Segment Open
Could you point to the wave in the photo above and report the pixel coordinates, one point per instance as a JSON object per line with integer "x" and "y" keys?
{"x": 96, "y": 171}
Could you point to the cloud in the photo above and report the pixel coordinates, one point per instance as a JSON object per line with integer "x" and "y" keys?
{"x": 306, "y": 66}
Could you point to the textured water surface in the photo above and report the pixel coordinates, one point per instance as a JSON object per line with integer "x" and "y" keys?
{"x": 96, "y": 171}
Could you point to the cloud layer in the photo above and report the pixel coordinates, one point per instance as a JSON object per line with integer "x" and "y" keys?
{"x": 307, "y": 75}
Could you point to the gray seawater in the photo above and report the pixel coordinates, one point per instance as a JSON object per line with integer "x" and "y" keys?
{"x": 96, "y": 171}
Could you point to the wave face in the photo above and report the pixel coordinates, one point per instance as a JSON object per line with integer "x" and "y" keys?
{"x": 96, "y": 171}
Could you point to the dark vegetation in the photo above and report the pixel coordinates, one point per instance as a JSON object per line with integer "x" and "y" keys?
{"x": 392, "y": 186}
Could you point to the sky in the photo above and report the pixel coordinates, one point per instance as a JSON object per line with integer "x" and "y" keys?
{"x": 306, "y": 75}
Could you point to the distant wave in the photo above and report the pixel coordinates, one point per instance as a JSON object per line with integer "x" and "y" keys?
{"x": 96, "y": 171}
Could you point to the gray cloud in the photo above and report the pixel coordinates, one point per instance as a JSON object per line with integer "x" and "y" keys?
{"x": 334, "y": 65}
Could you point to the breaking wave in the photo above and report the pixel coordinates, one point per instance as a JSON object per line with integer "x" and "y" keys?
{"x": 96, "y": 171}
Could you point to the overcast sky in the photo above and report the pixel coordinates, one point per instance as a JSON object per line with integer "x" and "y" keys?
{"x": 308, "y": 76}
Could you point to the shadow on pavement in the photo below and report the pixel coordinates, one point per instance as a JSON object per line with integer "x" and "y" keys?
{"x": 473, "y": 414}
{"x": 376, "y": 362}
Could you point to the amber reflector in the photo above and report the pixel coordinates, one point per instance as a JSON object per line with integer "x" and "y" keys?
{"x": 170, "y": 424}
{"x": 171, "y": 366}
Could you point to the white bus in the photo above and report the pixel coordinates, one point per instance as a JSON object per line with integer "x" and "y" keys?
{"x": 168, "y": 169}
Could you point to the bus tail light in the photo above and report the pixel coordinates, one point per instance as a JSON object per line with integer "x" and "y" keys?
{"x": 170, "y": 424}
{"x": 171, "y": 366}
Segment Closed
• [Your objective] Output all of the data again, exactly.

• [Response box]
Could you point to the wave in the photo above and report the pixel coordinates, one point per instance as a JSON object per line with integer "x" and "y" keys?
{"x": 96, "y": 171}
Could you point to the cloud in the photo above and report the pixel coordinates, one point per instance as a JSON object per line with integer "x" and "y" keys?
{"x": 306, "y": 66}
Could you point to the textured water surface in the photo above and report the pixel coordinates, one point per instance as a JSON object per line with integer "x" and "y" keys?
{"x": 96, "y": 171}
Could you point to the cloud layer in the photo above and report the pixel coordinates, one point per instance as a JSON object per line with integer "x" and "y" keys?
{"x": 307, "y": 75}
Could you point to the gray seawater in the photo above and report the pixel coordinates, one point per instance as a JSON object per line with integer "x" and "y" keys?
{"x": 96, "y": 171}
Could you point to the wave face in the photo above and report the pixel coordinates, one point per instance as a JSON object per line with integer "x" and "y" keys?
{"x": 96, "y": 171}
Could you point to the dark vegetation in the photo above and report the pixel coordinates, one point per instance as a JSON object per line with integer "x" and "y" keys?
{"x": 392, "y": 186}
Could you point to the sky in the photo above and report the pixel coordinates, one point per instance as a JSON object per line with integer "x" and "y" keys?
{"x": 306, "y": 75}
Could you point to the distant wave in the photo above and report the pixel coordinates, one point per instance as a JSON object per line with integer "x" and "y" keys?
{"x": 96, "y": 171}
Could you point to the gray cloud in the photo above and report the pixel coordinates, one point per instance as a JSON object per line with integer "x" and "y" keys?
{"x": 334, "y": 65}
Could you point to the breaking wave in the photo above and report the pixel coordinates, one point per instance as a JSON object per line with integer "x" and "y" keys?
{"x": 96, "y": 171}
Could you point to the overcast sky in the photo above and report the pixel coordinates, one point per instance as a JSON object per line with integer "x" and "y" keys?
{"x": 308, "y": 76}
Could you point to the shadow on pavement in the photo below and report the pixel coordinates, one point per instance as a JSON object per line with integer "x" and "y" keys?
{"x": 473, "y": 414}
{"x": 376, "y": 362}
Could you point to the amber reflector in the photo above and report the pixel coordinates, one point per instance as a JSON object per line with integer "x" and "y" keys?
{"x": 170, "y": 424}
{"x": 171, "y": 366}
Could you point to the white bus in the photo above and report the pixel coordinates, one point per instance as a JSON object per line with integer "x" and "y" keys?
{"x": 168, "y": 169}
Could you point to the bus tail light in the photo above and report the pixel coordinates, one point per instance as a JSON object per line with integer "x" and "y" keys?
{"x": 170, "y": 424}
{"x": 171, "y": 366}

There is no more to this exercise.